Exercise aim » Write out the data exactly as given, dropping every picture.

Data to use »
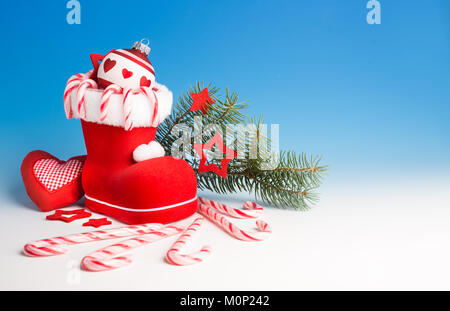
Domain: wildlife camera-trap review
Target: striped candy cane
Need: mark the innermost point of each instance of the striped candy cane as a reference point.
(251, 209)
(72, 83)
(174, 256)
(107, 259)
(128, 105)
(54, 246)
(81, 94)
(111, 89)
(263, 228)
(128, 108)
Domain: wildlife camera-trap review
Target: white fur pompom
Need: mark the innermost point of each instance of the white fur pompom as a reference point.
(148, 151)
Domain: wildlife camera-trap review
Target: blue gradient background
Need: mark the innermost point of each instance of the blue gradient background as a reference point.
(373, 100)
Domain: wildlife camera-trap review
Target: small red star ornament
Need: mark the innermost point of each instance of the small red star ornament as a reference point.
(97, 222)
(77, 214)
(230, 154)
(202, 101)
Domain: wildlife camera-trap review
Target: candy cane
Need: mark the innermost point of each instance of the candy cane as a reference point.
(73, 82)
(263, 228)
(54, 246)
(152, 101)
(252, 210)
(107, 259)
(174, 256)
(111, 89)
(81, 93)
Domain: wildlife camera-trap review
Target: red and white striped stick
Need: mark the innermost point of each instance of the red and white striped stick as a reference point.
(72, 83)
(174, 256)
(251, 209)
(81, 94)
(263, 228)
(54, 246)
(111, 89)
(107, 259)
(128, 108)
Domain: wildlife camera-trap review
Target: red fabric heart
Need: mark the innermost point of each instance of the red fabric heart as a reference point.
(126, 73)
(145, 82)
(109, 64)
(50, 182)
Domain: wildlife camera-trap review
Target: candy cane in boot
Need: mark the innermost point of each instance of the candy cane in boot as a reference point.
(263, 228)
(174, 256)
(54, 246)
(251, 209)
(106, 258)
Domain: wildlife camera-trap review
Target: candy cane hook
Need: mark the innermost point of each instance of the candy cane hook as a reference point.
(263, 228)
(174, 256)
(251, 209)
(54, 246)
(110, 90)
(106, 258)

Task result »
Domain: wildlife camera-trap review
Target: striped candy cane
Need: mark the innermost point of each instance of the striped candy cane as a reference point.
(251, 209)
(72, 83)
(174, 256)
(107, 259)
(128, 105)
(54, 246)
(81, 94)
(111, 89)
(263, 228)
(128, 108)
Domain: wildlife camera-trap review
Target: white fur pompom
Need: mark the innermost point of each instance of the white fur pompom as a reference point.
(148, 151)
Domain: wildlife camera-trap review
Target: blue gradient background
Need: mark the innermost point of each instance of the blue gradient background as a reference point.
(373, 100)
Domain: wildlife camera-trap review
Target: small red star ornament
Need: mark the innermost point of each instance of the small red star ornament as a reference point.
(97, 222)
(77, 214)
(230, 154)
(202, 101)
Domain: wildlife camera-trap review
Target: candy cane
Need: mark the innermost point of each instance of the candy cane as a reference point.
(73, 82)
(263, 228)
(54, 246)
(152, 101)
(252, 210)
(107, 259)
(174, 256)
(111, 89)
(81, 93)
Domain: wildlife camera-trap review
Target: red and white striped stick
Need: mark the innermost point of each instance of the red and white striped stick as a reference point.
(72, 83)
(174, 256)
(251, 209)
(81, 94)
(263, 228)
(54, 246)
(111, 89)
(107, 259)
(128, 108)
Domain: wildlife camera-trap review
Target: red fabric heart
Need: mark the innermost point of each instance of the red fabric heart as a reference point.
(126, 73)
(145, 82)
(109, 64)
(50, 182)
Domain: wildlife camera-trap review
Target: candy cane in boot
Need: mark the innermost point of each instance of the candy cane in boot as a reference point.
(263, 228)
(174, 256)
(54, 246)
(251, 209)
(106, 258)
Domain: wildlife camera-trap review
Target: candy cane hook
Need: mark the innermost point of each instance of the candy cane hook as a reference point.
(263, 228)
(174, 256)
(251, 209)
(54, 246)
(110, 90)
(106, 258)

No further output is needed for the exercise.